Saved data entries
____

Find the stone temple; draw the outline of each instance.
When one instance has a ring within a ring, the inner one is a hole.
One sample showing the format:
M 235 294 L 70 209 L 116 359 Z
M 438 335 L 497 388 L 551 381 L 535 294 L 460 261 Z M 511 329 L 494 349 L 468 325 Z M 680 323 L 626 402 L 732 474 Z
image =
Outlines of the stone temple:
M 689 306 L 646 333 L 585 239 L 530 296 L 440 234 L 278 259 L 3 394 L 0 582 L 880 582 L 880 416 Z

____

- Required work:
Extract every line from the one with "M 438 335 L" down to the final line above, both included, exactly as written.

- Written response:
M 438 335 L 497 388 L 551 381 L 535 294 L 460 261 Z M 511 329 L 494 349 L 468 325 Z M 680 323 L 626 402 L 732 474 Z
image =
Outlines of the stone temple:
M 689 306 L 646 333 L 585 239 L 530 296 L 440 234 L 278 259 L 3 394 L 0 582 L 880 582 L 880 416 Z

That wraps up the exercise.